• _Exercise description_: In the forum thread about replacing a field in a dump file, which stash code does Scott give for the soil moisture field he wants to replace?

## START Page extract

Replacing a field in a dump file with the equivalent field from another dump file

Hello, I want to replace the soil moisture field from the start dump of one of our simulations (u-ds882), which uses UM vn13.0, with the start dump from another simulation (bb055) which used vn10.8. I’m having problems converting these files into netcdf and back cleanly (using cfa), so I’m not able to use xarray or nco to edit, which would be my preferred tools. I think I need to modify the files directly but I have very little experience with Met Office file formats.

What would be the recommended tool(s) to do this? Reading online, it seems like mule and iris are the main tools, maybe cf-python - which would be better for this task?

Does anyone have any scripts which do something similar, they are happy to share? Or point in the direction of some training example scripts which do something similar?

Hi Scott,

Can you elaborate which field (stashcode) you are trying to replace ? With reconfiguration one can initialise any prognostic either from an ancillary, or directly another dump (e.g. initialising of chemical tracers).
Note that there may be changes to the land-sea mask between the two model versions, so directly overwriting can cause a mismatch at sea/ lake edges, ice points, etc.

Mohit

Hi Mohit,

I’m trying to replace “SOIL MOISTURE CONTENT IN A LAYER”, stash code: 0-9. Advice on how to do this welcome.

Thanks for the warning about the land-sea mask, do you know how I can check that?

Many thanks,

Scott

Hi Scott,

If the suite-ids above are correct- are you trying to replace the soil moisture field from a N96 global model into a 25-km LAM ?

Mohit

Hi Mohit,

The data I was shared was from the mi-bb055/ada.file , it looks like it is from a nested domain from that run, which has the same dimensions as the LAM we’re trying to run.

Scott

Ok, I was looking at u-bb055.
See panel below in the Reconfiguration and Ancillary settings => Configure Ancils and dump files => created by *Right click on list and [Add New section] then again right click on the new line and [View namelist])
*

In this case the domain has to be identical to target model otherwise the sourcefile will be rejected.

Mohit

Edit: New screenshot showing one more setting at the bottom of the panel -stashcode of field in the donor file.

Thank you Mohit, I have just set that up and started the run. Will update once I’ve seen whether or not it is successful.

Many thanks,

Scott

Hi Mohit, it looks like the run has failed in the recon step with the error:

???!!!???!!!???!!!???!!!???!!! ERROR ???!!!???!!!???!!!???!!!???!!!

? Error code: 200

? Error from routine: EXPAND_FROM_MASK

? Error message: compressedField array (size 881553) is too small to hold the compressed field (size 881905).

? Error from processor: 0

? Error number: 5

???

Any ideas what that could be?

## END Page extract
## START Dataset excerpts

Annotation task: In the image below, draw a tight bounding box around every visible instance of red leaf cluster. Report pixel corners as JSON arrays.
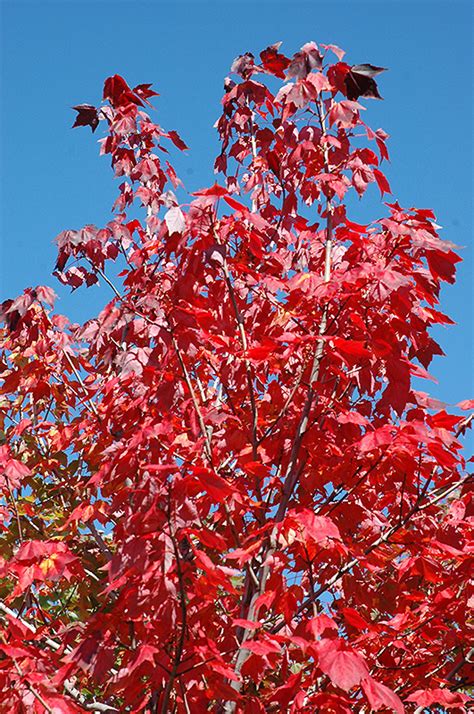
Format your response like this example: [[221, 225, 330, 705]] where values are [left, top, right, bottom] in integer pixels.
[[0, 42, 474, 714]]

## END Dataset excerpts
## START Dataset excerpts

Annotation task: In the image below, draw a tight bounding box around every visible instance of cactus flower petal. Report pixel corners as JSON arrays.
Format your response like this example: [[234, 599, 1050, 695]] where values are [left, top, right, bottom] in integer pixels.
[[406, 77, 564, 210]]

## END Dataset excerpts

• _Answer for the task_: 0-9